(Items in a dataset listing)
━━━━
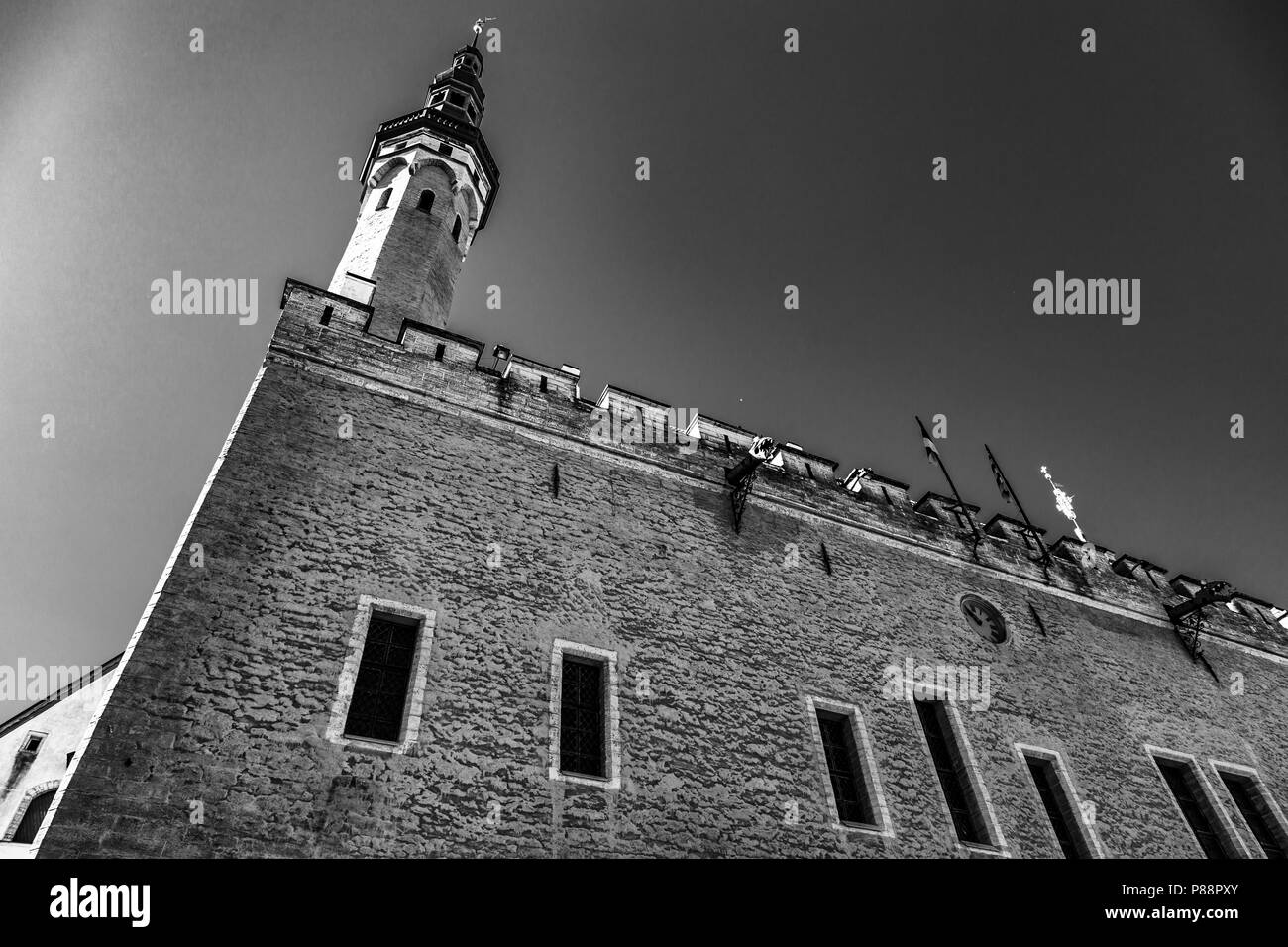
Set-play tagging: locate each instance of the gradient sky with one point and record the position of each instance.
(768, 169)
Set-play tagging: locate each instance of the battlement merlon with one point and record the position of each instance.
(446, 367)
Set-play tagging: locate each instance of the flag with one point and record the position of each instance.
(1064, 504)
(931, 451)
(999, 476)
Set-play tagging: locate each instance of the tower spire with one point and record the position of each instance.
(428, 185)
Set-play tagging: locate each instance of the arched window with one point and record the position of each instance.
(33, 817)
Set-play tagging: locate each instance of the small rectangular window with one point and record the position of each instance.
(31, 745)
(1061, 809)
(842, 767)
(951, 768)
(581, 718)
(1190, 797)
(584, 733)
(1253, 804)
(384, 673)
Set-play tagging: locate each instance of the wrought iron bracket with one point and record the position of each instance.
(738, 499)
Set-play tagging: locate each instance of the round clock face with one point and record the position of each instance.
(984, 618)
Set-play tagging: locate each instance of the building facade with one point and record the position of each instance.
(37, 750)
(450, 607)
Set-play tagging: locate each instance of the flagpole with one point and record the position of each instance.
(934, 451)
(1028, 523)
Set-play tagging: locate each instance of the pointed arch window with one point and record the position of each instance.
(33, 817)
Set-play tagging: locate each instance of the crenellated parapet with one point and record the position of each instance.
(326, 331)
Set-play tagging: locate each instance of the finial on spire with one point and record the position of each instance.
(478, 29)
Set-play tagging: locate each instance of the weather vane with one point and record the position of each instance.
(1064, 504)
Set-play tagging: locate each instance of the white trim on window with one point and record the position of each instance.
(612, 728)
(27, 799)
(1086, 830)
(1275, 815)
(1231, 840)
(977, 789)
(39, 736)
(866, 762)
(415, 703)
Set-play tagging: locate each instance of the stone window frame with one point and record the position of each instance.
(978, 791)
(416, 685)
(612, 729)
(39, 789)
(1064, 776)
(866, 761)
(1271, 812)
(26, 748)
(1232, 841)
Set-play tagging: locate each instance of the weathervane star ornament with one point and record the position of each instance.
(1064, 504)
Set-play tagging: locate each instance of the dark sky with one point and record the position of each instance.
(768, 169)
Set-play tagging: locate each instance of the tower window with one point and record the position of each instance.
(581, 718)
(584, 733)
(1196, 808)
(382, 681)
(949, 761)
(1060, 806)
(31, 745)
(1256, 808)
(31, 818)
(380, 690)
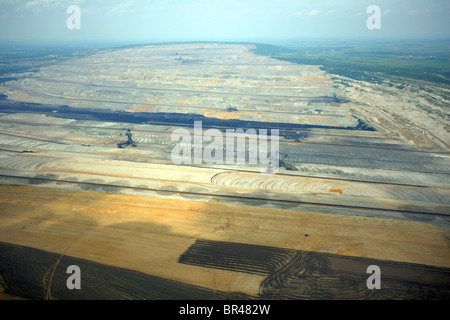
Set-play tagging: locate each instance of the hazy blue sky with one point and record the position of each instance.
(193, 20)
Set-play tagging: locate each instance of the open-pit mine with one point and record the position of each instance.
(87, 179)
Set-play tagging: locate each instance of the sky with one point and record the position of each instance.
(221, 20)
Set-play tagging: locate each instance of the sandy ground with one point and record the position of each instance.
(149, 234)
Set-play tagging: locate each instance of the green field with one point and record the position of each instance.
(428, 61)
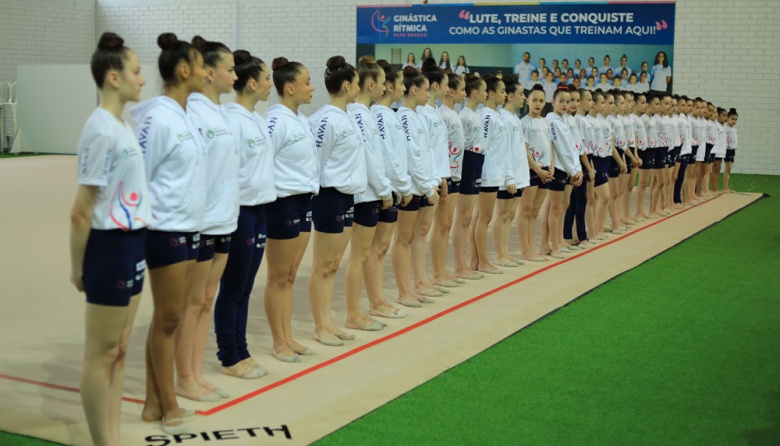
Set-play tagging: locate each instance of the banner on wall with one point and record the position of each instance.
(562, 23)
(583, 40)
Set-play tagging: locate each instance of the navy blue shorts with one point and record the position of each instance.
(505, 195)
(389, 215)
(453, 187)
(471, 176)
(673, 156)
(287, 217)
(536, 180)
(209, 244)
(601, 166)
(114, 266)
(709, 157)
(367, 214)
(413, 205)
(165, 248)
(647, 156)
(659, 162)
(614, 167)
(332, 211)
(559, 181)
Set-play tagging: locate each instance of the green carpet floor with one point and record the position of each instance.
(683, 350)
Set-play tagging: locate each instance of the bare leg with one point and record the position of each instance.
(526, 224)
(102, 376)
(726, 176)
(421, 229)
(360, 247)
(402, 257)
(460, 234)
(184, 337)
(505, 213)
(374, 268)
(614, 214)
(169, 290)
(204, 320)
(564, 205)
(283, 259)
(590, 214)
(602, 205)
(485, 203)
(641, 191)
(439, 240)
(555, 200)
(328, 250)
(544, 242)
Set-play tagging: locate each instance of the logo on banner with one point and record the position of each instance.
(379, 23)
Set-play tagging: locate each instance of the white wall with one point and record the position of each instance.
(45, 32)
(725, 50)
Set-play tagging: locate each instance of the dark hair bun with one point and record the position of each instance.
(166, 41)
(279, 62)
(429, 65)
(110, 41)
(241, 57)
(366, 60)
(410, 71)
(199, 42)
(336, 63)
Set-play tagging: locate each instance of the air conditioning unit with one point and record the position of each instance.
(9, 122)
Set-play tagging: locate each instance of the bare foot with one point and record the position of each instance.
(196, 392)
(150, 415)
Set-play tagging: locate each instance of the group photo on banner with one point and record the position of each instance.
(593, 46)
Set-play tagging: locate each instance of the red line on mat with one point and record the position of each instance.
(400, 332)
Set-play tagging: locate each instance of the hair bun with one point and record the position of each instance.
(336, 63)
(410, 71)
(279, 62)
(241, 56)
(366, 60)
(110, 41)
(166, 41)
(429, 65)
(199, 42)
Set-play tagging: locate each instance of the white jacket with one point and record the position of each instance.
(455, 140)
(437, 137)
(341, 155)
(110, 158)
(566, 155)
(256, 178)
(496, 170)
(176, 169)
(224, 159)
(393, 138)
(537, 134)
(379, 187)
(295, 157)
(419, 157)
(518, 161)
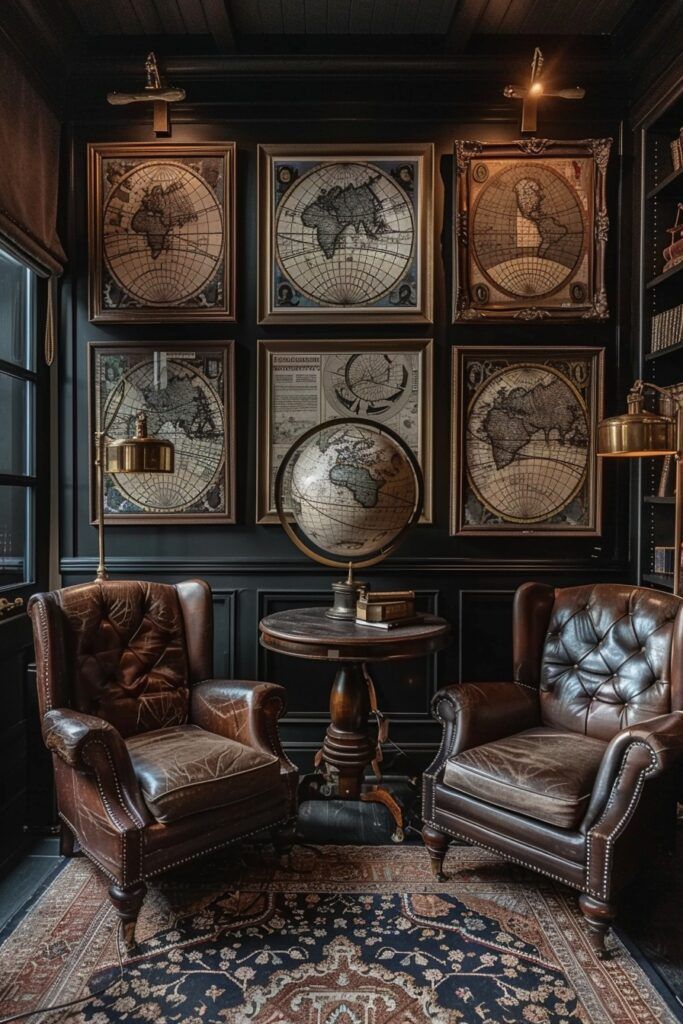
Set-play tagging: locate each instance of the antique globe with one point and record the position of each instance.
(347, 492)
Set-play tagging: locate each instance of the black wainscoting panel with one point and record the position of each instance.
(484, 625)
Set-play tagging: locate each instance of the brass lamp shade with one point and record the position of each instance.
(139, 454)
(637, 435)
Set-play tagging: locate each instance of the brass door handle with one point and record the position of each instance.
(6, 605)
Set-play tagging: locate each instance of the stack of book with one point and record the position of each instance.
(667, 329)
(664, 560)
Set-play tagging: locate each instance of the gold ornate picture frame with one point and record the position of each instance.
(304, 383)
(522, 451)
(529, 230)
(186, 390)
(161, 230)
(345, 233)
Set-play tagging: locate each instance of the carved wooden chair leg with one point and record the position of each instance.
(436, 844)
(599, 915)
(127, 903)
(66, 841)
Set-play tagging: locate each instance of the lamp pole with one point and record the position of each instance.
(99, 470)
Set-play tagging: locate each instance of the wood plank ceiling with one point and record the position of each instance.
(221, 19)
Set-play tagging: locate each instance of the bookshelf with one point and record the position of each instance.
(658, 190)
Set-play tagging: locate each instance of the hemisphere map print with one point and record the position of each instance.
(183, 395)
(160, 227)
(346, 237)
(527, 424)
(530, 229)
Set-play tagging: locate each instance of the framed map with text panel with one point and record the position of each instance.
(161, 227)
(530, 230)
(186, 390)
(345, 233)
(524, 423)
(304, 383)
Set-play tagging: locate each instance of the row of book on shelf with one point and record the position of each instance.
(664, 560)
(667, 329)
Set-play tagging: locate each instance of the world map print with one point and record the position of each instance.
(378, 385)
(182, 397)
(527, 230)
(345, 235)
(526, 446)
(163, 236)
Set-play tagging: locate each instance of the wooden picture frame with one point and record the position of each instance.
(345, 233)
(303, 383)
(161, 230)
(523, 428)
(196, 411)
(529, 230)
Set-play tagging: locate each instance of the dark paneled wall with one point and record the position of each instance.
(254, 569)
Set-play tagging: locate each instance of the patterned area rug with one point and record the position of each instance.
(340, 935)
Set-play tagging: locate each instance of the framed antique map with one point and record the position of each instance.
(161, 222)
(304, 383)
(345, 233)
(524, 422)
(530, 230)
(187, 392)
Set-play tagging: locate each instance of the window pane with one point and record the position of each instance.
(15, 311)
(16, 425)
(15, 513)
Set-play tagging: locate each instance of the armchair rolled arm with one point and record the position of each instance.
(647, 749)
(479, 713)
(244, 711)
(89, 743)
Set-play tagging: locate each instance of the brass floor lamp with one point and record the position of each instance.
(639, 434)
(127, 455)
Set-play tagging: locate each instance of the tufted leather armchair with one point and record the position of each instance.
(567, 768)
(156, 763)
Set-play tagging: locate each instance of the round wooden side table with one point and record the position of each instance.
(309, 633)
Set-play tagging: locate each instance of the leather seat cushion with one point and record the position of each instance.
(545, 773)
(184, 770)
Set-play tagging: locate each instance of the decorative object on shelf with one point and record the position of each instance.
(345, 233)
(354, 488)
(530, 230)
(667, 329)
(386, 609)
(537, 90)
(187, 393)
(137, 455)
(640, 434)
(304, 383)
(664, 560)
(161, 231)
(522, 452)
(156, 92)
(673, 253)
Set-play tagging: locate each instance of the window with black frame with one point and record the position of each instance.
(18, 382)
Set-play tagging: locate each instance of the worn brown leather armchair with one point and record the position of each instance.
(567, 769)
(156, 763)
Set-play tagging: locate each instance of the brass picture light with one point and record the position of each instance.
(127, 455)
(639, 434)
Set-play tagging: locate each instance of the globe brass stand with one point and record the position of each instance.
(127, 455)
(639, 434)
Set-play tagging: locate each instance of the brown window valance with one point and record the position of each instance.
(29, 168)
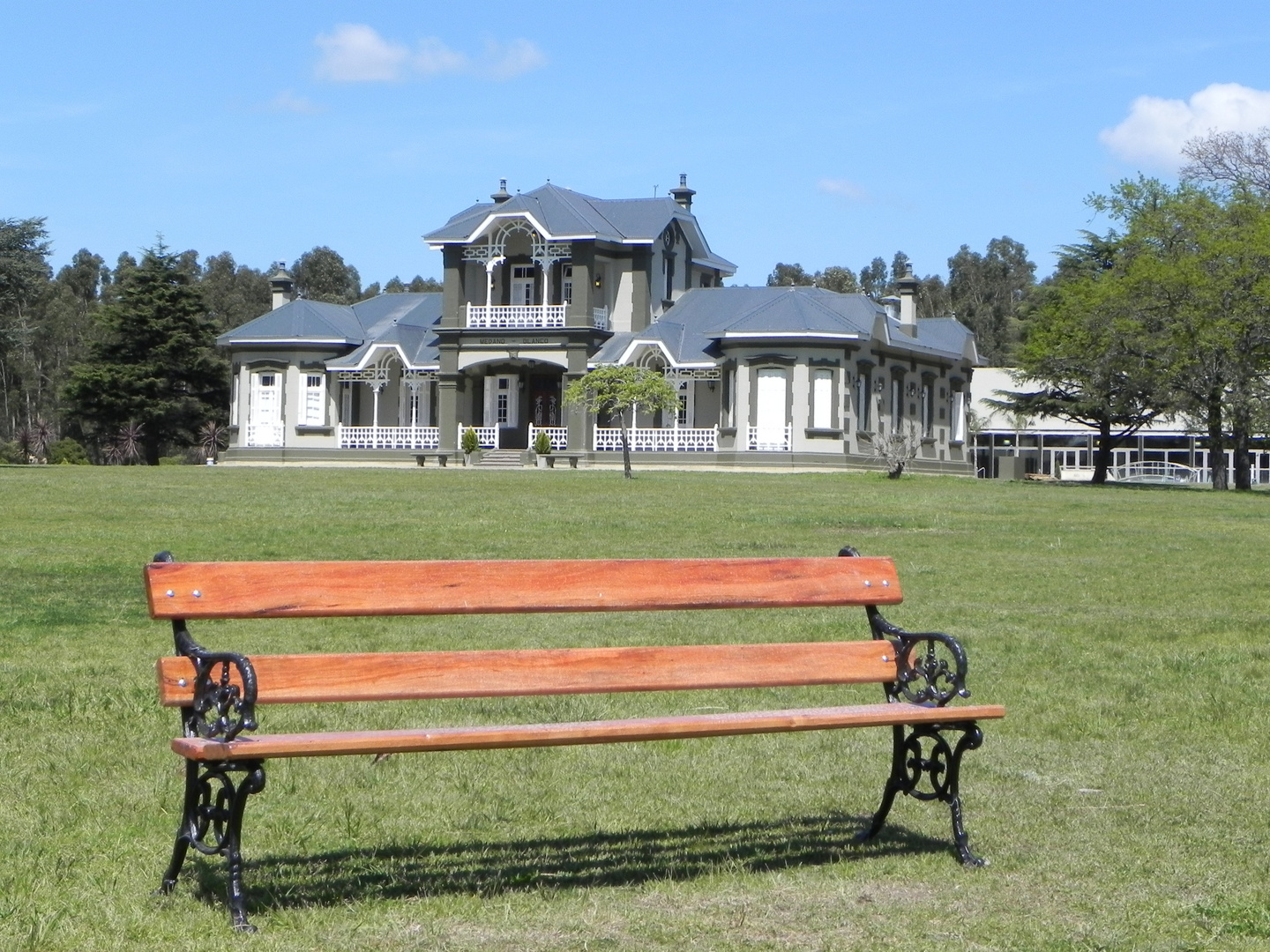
━━━━
**PROBLEM TO WORK ON:** Show every line of the entries above that contains the word "armchair".

**TASK OUTPUT:**
Set-play tagging: locate each instance of the armchair rolled arm with one point and record the position of each instance.
Set-play tagging: locate each instance of the tufted leather armchair with one point and record the position of each instance.
Set-play tagging: locate each instance of the worn brown leather armchair with one point and record the position of each instance.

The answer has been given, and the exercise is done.